What Mobilises the Ukrainian Resistance?
Russia’s invasion of Ukraine has met with fierce resistance from the Ukrainian military and from ordinary citizens. Drawing on survey evidence, Pippa Norris and Kseniya Kizilova explain who among the Ukrainian population is willing to fight, and what motivates their decision to take up arms.
One of the most remarkable aspects of the tragic events in Ukraine concerns the sudden uprising of thousands or even millions of ordinary citizens, who have abandoned their normal humdrum lives and loved ones to take up arms and defend the mother country with AK-47 assault rifles, homemade incendiary Molotov cocktails, and even by kneeling to block Russian tanks. Some are likely to be seasoned army veterans with combat experience, including fighting Russian forces in the 2014 annexation of Crimea and invasion of the Donbas region. But others are reported to have never held a gun in their life. Ukraine’s Defence Minister urged anyone who can hold a weapon to join the country’s Territorial Defence Forces.
This massive civilian uprising seems unprecedented in the speed of rapid mobilisation after Putin’s fateful decision to invade. Reports suggest that after just a few days, the armed resistance, by the Ukrainian professional military and volunteer civilians, had initially strengthened national morale, slowed the expected pace of the Russian invasion, and inflicted some serious damage. Yet rifles are no match for rockets. Nor are citizen soldiers a practical defence against cluster bombs. Massive convoys of Russian tanks continued to rumble towards major cities and to encircle Kyiv. But, among ordinary citizens, who is willing to fight for Ukraine? Why would Ukrainians, or indeed any people, voluntarily face ‘pain, dirt, blood, and death’, in the words of President Zelensky?
What fuels resistance by ‘citizen-soldiers’?
Several explanations are commonly offered for the mobilisation of the Ukrainian resistance including the role of democratic freedoms, Ukrainian nationalism, and/or ethno-linguistic regional cleavages.
Many popular accounts claim that millions of Ukrainians are volunteering to defend the liberal ideals of democracy and freedom, the principles and values at the heart of the European Union. In this view, Ukrainians are at the frontline of the West standing for democracy against belligerent threats from Russia’s authoritarianism. Putin’s televised address on 24 February sought not just to reassert control over a neighbouring nation-state in the Soviet Union’s former sphere of influence, but also to divide NATO, to restore Russia’s place in the world, and to end the rule-based liberal world order respecting principles of national self-determination.

= EXTRACTED RECORDS =
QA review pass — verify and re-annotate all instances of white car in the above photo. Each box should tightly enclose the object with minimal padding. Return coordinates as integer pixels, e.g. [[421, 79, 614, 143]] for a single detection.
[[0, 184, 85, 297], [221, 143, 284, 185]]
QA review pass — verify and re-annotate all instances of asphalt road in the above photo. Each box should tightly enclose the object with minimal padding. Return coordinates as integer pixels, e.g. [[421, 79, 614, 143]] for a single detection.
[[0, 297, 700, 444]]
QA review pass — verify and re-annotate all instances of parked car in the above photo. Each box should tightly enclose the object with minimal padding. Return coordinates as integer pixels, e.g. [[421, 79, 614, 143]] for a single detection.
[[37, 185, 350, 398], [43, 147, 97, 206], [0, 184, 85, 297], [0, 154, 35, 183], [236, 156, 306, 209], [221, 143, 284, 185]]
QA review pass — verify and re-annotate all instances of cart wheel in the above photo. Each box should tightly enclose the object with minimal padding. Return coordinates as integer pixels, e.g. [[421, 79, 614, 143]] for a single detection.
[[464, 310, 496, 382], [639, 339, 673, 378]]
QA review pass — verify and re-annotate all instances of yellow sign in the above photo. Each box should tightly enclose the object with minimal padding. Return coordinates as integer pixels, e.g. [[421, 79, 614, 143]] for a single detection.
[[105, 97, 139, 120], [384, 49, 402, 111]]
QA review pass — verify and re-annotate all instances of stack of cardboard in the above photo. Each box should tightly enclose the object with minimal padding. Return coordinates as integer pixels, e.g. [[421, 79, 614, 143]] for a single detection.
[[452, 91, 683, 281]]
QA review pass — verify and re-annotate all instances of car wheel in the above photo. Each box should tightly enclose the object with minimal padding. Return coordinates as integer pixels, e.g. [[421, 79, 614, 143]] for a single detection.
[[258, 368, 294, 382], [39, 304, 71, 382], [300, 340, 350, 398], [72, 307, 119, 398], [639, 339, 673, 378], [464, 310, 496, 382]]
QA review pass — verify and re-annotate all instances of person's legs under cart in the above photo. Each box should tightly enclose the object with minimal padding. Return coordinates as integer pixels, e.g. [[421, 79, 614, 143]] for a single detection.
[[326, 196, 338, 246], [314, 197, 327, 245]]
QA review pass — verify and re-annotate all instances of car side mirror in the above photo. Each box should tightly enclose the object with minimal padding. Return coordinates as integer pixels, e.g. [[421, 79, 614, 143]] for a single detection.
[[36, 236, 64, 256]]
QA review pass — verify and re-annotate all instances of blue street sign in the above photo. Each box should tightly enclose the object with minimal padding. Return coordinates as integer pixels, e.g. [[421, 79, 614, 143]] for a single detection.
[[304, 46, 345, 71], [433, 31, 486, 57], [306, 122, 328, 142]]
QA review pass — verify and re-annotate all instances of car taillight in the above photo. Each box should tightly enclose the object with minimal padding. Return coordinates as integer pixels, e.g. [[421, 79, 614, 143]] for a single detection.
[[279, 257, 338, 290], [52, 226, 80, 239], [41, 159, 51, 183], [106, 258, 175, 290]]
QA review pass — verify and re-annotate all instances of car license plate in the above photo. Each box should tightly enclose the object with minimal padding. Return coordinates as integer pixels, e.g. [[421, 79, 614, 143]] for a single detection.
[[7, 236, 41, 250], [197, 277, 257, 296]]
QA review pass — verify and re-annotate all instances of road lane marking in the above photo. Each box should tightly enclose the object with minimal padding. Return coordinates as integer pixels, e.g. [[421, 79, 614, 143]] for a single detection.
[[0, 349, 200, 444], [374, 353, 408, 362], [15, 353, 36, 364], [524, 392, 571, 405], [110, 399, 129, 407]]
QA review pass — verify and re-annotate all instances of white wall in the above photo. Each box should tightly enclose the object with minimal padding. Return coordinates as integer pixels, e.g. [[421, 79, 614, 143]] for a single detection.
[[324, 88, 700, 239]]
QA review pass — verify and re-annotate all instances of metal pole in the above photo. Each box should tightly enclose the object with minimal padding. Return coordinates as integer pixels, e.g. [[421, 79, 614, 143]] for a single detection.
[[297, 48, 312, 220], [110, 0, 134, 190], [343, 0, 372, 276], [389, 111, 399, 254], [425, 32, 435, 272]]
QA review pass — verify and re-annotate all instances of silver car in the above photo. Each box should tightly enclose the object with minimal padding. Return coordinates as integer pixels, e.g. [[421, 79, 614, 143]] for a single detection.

= DIRECTION 1 =
In the article on the Ukrainian resistance, whom did Ukraine's Defence Minister urge to join the Territorial Defence Forces?
= DIRECTION 2 =
Please resume the article on the Ukrainian resistance from its final sentence and keep writing.

= TASK OUTPUT 1 =
Anyone who can hold a weapon.

= TASK OUTPUT 2 =
At the same time, however, claims that the Ukrainian resistance is firmly committed to liberal democratic ideals may be more rhetorical than real. President Zelensky can use this appeal to attract Western kit and support, such as in his address to the Munich Security Conference: “Putin began a war against Ukraine, and against the entire democratic world”. In practice, Ukrainian democracy has had a chequered and volatile history, with the Varieties of Democracy regime classification shifting regularly between electoral democracy and electoral autocracy over successive decades. Today there remain endemic problems of corruption, attacks on media freedom, and political instability. As a result of these experiences, Ukrainians may well have become increasingly disillusioned with lofty claims of liberal democratic ideals and principles.
By contrast, the explanation for why Ukrainians are willing to fight may be simpler and more prosaic if closely related to the powerful forces of national and ethnic identities. In this interpretation, volunteers are likely to be more strongly motivated by Ukrainian nationalism, pride, and patriotism, the emotional tug of the yellow and blue, and deep anger towards Russians invading the Ukrainian homeland.
In a related claim, willingness to fight may be attributed to the long-standing ethno-linguistic cleavage which divides Russophone and Ukrainian regions and populations. This is often over-simplified into depicting Huntington’s ‘clash of civilisations’ splitting provinces, oblasts and municipalities in the East and West along the dividing line of the Dnipro river. Western provinces are regarded as more pro-Ukrainian, European-leaning, agrarian and Catholic, while by contrast Eastern provinces are seen as more Russophone, industrialised, Orthodox and pro-Russian. In practice, however, revised scholarship suggests that a more complex regional pattern exists, with diversity and overlap among cross-cutting cleavages, and socially-constructed ethnic divisions sharpened by Russian aggression.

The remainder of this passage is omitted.